[Saved entries]

◇ ◇ ◇ ◇

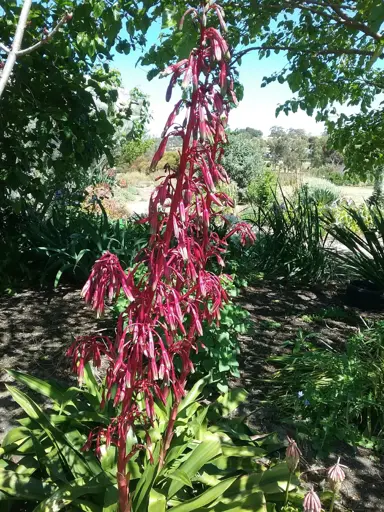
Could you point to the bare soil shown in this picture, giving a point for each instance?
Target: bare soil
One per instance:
(277, 314)
(37, 327)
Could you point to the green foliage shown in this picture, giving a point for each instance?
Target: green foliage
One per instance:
(261, 192)
(67, 240)
(334, 55)
(365, 257)
(212, 461)
(320, 191)
(219, 358)
(243, 159)
(66, 117)
(288, 149)
(336, 176)
(290, 243)
(333, 395)
(171, 159)
(133, 149)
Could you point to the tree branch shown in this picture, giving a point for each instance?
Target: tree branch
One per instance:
(327, 51)
(11, 59)
(14, 52)
(318, 7)
(356, 24)
(63, 20)
(4, 48)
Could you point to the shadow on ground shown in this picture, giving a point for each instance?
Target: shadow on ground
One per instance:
(277, 315)
(36, 328)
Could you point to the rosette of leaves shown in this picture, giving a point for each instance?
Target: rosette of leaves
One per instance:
(213, 461)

◇ ◇ ◇ ◇

**EXERCISE PROMPT:**
Go over the entries above and say how many lines hold the string "rosette", with no other text.

**RESPONSE TO THE EXERCISE:**
2